**Written problem:**
Copy out every line below that contains the word "window". Case counts.

# Start of Data listing

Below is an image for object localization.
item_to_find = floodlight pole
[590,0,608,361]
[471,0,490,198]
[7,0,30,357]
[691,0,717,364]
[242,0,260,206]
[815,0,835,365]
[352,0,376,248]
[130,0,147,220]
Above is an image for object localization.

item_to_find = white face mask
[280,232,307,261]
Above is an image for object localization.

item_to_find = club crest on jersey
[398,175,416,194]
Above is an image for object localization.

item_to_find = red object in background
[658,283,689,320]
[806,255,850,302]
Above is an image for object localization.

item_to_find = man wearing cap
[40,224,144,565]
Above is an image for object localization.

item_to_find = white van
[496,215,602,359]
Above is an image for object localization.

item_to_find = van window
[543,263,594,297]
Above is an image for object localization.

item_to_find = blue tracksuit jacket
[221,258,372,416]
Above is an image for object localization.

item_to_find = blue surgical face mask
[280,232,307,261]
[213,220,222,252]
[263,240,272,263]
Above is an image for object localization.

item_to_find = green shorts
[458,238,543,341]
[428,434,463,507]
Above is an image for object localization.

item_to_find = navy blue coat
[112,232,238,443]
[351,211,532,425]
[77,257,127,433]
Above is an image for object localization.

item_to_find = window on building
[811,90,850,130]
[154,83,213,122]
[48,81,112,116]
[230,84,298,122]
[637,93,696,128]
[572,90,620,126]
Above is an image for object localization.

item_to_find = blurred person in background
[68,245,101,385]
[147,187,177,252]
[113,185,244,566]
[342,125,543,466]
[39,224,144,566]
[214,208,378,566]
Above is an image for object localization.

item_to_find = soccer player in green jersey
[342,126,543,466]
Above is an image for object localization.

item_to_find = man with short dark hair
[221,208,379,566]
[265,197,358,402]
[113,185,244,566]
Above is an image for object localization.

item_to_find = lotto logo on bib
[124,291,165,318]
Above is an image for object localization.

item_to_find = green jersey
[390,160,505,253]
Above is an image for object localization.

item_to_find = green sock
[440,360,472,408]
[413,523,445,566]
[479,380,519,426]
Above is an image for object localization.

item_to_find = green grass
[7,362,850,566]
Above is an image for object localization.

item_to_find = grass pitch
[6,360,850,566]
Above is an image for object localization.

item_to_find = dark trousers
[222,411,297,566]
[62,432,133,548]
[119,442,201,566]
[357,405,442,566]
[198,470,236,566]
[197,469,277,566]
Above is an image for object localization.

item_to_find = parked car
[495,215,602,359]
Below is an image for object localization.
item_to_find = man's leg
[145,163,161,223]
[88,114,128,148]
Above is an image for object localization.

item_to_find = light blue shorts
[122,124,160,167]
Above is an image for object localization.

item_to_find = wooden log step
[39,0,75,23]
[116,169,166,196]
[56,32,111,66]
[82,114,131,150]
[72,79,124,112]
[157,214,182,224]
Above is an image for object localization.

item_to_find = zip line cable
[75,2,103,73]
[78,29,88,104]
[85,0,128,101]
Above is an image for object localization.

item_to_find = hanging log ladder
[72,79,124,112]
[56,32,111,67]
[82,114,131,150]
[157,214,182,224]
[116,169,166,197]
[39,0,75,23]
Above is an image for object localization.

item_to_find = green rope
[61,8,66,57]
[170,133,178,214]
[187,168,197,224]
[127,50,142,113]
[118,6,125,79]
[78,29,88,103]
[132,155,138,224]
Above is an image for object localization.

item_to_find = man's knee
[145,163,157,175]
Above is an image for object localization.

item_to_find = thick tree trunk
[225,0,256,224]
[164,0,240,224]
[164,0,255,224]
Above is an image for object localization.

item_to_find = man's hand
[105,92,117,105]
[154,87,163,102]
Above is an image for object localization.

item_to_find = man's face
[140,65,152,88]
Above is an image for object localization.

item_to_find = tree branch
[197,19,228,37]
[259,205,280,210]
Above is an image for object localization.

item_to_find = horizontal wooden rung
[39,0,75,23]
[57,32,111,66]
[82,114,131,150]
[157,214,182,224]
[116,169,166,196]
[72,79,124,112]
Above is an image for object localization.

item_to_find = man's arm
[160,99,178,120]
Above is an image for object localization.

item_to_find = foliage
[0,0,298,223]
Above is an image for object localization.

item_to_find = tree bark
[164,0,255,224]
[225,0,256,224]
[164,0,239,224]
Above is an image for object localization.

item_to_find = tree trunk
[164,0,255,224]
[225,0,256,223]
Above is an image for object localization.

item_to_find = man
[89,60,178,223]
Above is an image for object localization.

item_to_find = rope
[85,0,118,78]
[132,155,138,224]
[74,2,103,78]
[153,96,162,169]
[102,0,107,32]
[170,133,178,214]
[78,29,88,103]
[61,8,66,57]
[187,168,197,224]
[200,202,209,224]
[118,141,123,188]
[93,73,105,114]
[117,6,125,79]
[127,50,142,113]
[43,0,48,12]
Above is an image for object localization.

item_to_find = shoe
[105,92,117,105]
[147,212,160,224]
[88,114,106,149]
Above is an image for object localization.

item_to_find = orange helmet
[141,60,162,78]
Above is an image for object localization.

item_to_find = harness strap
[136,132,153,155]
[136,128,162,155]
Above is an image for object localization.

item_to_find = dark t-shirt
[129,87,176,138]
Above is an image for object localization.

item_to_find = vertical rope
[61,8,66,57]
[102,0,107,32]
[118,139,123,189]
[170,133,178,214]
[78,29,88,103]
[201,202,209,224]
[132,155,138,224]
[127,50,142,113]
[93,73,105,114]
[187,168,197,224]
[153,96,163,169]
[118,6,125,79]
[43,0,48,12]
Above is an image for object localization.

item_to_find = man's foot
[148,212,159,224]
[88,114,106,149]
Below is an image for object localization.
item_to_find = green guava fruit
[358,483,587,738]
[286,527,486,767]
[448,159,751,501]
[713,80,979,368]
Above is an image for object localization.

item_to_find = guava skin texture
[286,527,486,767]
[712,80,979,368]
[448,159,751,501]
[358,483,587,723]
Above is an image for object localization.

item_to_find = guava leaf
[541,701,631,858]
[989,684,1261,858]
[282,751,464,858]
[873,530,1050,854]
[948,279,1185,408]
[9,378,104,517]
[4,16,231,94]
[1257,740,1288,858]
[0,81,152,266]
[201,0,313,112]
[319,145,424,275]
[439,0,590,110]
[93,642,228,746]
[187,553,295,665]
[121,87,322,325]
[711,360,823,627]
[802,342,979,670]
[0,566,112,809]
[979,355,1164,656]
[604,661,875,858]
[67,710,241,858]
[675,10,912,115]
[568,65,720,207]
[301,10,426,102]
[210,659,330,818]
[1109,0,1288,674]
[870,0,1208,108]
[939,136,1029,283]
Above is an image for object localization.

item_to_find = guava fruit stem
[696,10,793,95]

# End of Data listing

**Full answer:**
item_to_find = van window
item_to_find = window on building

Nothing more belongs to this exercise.